# Required work
Format every line of the rows below as a Markdown table with the columns "No." and "Line", numbering each line and skipping blank lines. Leave the pictures out of the table.

# Extracted material
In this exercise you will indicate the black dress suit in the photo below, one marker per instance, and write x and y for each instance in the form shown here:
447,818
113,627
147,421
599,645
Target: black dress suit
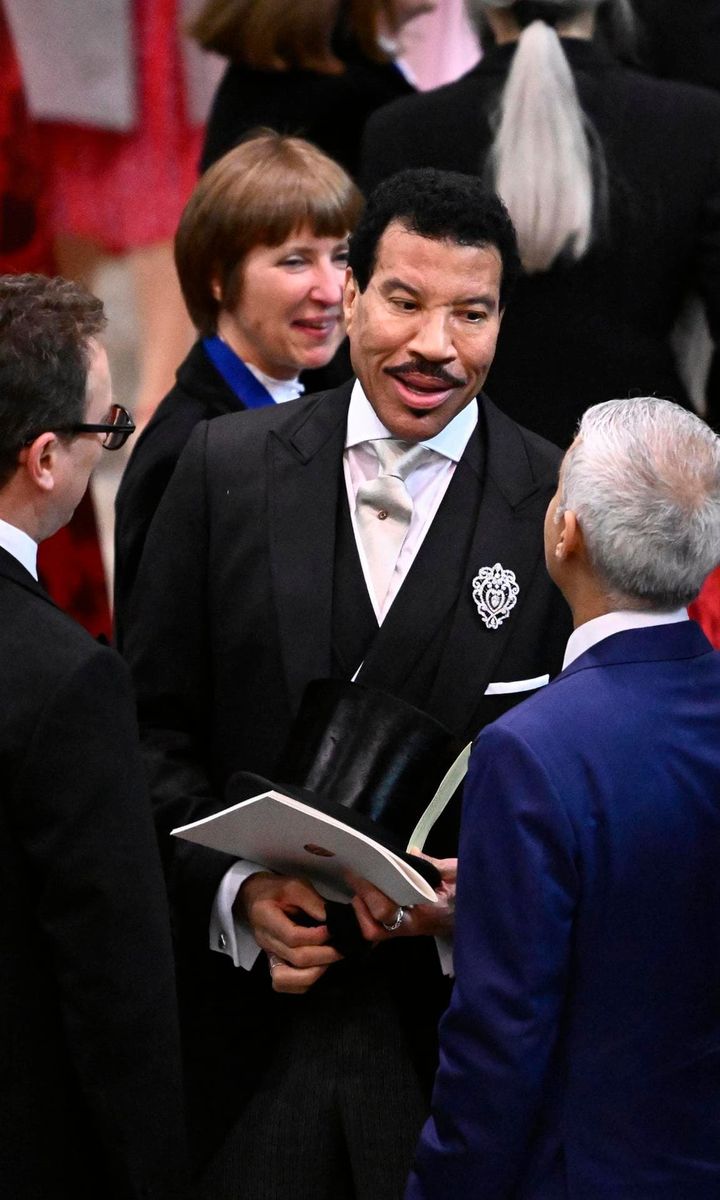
253,535
330,111
581,334
199,394
681,41
90,1099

# Answer in full
| No. | Line |
|---|---|
| 1 | In this exercise you will indicate the black dress suit in the photo below, one marker per instance, and write x and y for each instance in the form shown here: |
| 2 | 447,818 |
| 3 | 113,627 |
| 4 | 147,421 |
| 5 | 599,645 |
| 6 | Target: black dress suit |
| 7 | 253,535 |
| 8 | 330,111 |
| 9 | 581,334 |
| 10 | 199,394 |
| 11 | 681,41 |
| 12 | 90,1099 |